■ Aim of the exercise
Rewrite everything from the start of the records down to and including the line containing "M13 0L0 0L0" as a Markdown table with two columns, Row for the row number and Line for the line itself, and leave out blank lines.

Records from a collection
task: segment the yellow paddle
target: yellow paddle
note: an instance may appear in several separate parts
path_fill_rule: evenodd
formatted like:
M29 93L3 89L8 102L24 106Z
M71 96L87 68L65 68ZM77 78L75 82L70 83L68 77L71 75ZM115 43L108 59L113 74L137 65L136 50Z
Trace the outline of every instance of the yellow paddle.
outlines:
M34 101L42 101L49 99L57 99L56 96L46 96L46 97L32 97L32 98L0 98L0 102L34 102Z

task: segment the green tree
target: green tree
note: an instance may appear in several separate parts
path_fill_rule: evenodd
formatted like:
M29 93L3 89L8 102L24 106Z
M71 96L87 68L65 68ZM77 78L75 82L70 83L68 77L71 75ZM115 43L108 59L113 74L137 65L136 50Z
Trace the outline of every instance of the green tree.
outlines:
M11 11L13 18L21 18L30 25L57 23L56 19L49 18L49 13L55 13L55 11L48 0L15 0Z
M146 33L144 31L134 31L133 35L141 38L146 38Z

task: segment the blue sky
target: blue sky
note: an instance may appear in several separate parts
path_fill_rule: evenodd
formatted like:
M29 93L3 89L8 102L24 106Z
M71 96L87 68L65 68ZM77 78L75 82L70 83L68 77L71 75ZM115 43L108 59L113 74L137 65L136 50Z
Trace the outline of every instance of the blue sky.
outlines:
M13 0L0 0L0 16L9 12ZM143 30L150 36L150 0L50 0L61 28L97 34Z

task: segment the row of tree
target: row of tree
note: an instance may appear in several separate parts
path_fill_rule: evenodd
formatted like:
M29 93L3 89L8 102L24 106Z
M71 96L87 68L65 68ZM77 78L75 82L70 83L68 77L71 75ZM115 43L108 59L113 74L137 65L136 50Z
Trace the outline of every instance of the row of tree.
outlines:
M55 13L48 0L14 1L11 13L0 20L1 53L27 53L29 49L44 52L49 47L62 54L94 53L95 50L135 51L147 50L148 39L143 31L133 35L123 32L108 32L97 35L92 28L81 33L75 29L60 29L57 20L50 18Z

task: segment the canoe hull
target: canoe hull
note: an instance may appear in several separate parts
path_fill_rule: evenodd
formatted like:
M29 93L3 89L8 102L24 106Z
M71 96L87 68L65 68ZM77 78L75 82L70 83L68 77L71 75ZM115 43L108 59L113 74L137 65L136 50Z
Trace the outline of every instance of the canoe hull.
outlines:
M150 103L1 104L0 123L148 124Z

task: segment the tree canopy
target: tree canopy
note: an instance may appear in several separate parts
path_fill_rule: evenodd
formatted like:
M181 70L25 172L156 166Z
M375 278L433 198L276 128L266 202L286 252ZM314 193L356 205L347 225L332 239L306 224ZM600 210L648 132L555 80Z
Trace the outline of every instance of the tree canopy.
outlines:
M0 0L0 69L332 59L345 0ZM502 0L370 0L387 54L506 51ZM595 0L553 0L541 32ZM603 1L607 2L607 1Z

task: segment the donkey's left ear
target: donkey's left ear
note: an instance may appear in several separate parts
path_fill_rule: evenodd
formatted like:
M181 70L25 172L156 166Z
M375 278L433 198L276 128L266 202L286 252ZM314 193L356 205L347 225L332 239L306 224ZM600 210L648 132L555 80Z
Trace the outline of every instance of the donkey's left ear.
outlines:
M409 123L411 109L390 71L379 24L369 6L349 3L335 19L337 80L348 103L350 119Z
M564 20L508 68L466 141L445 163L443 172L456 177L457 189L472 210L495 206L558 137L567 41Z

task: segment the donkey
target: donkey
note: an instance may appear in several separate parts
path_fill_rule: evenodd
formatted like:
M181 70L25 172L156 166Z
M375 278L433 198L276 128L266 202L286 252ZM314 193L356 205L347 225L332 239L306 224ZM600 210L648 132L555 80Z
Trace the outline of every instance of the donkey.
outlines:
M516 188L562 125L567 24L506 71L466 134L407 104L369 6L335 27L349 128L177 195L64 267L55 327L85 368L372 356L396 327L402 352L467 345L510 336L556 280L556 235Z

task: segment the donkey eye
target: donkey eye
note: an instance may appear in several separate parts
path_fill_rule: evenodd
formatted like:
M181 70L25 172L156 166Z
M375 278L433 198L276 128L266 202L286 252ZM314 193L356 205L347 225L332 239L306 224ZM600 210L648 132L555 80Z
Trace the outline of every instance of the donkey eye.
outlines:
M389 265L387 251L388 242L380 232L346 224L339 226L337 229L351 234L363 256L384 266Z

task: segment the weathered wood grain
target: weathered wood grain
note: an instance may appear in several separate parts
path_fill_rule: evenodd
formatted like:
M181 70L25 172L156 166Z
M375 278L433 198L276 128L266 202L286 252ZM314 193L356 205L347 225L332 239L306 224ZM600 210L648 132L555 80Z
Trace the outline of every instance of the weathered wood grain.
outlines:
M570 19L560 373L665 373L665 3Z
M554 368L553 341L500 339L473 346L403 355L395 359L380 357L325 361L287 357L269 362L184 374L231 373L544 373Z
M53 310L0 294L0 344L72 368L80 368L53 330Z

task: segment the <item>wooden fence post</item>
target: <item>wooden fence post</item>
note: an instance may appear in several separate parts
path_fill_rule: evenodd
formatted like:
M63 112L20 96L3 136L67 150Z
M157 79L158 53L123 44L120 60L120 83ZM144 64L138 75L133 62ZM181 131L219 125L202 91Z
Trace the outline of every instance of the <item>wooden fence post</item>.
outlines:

■ Reply to the task
| Row | Line |
|---|---|
| 1 | task: segment the yellow paddle |
| 2 | target: yellow paddle |
| 3 | note: an instance may appear in several separate parts |
| 4 | path_fill_rule: evenodd |
| 5 | formatted like: |
| 6 | M29 93L3 89L8 102L24 106Z |
| 7 | M71 96L87 68L65 68ZM77 78L75 82L70 83L68 77L71 75ZM115 43L108 59L113 74L137 65L136 50Z |
| 8 | Trace the outline of every instance of the yellow paddle. |
| 9 | outlines: |
| 10 | M34 101L42 101L49 99L57 99L56 96L46 96L46 97L32 97L32 98L0 98L0 102L34 102Z |
| 11 | task: segment the green tree |
| 12 | target: green tree |
| 13 | note: an instance may appear in several separate parts |
| 14 | path_fill_rule: evenodd |
| 15 | formatted like: |
| 16 | M29 93L3 89L8 102L24 106Z |
| 17 | M71 96L87 68L65 68ZM77 78L75 82L70 83L68 77L71 75ZM115 43L108 59L113 74L137 65L136 50Z |
| 18 | Trace the outline of every instance of the green tree. |
| 19 | outlines: |
| 20 | M11 11L13 18L21 18L30 25L57 23L56 19L49 18L49 13L55 13L55 11L48 0L15 0Z |
| 21 | M146 33L144 31L134 31L133 35L141 38L146 38Z |
| 22 | task: segment the blue sky |
| 23 | target: blue sky |
| 24 | note: an instance may appear in several separate parts |
| 25 | path_fill_rule: evenodd |
| 26 | formatted like: |
| 27 | M29 93L3 89L8 102L24 106Z |
| 28 | M71 96L87 68L65 68ZM77 78L75 82L70 83L68 77L71 75ZM115 43L108 59L113 74L137 65L136 50Z |
| 29 | Trace the outline of every instance of the blue sky. |
| 30 | outlines: |
| 31 | M13 0L0 0L0 16L9 12ZM143 30L150 36L150 0L50 0L61 28L97 34Z |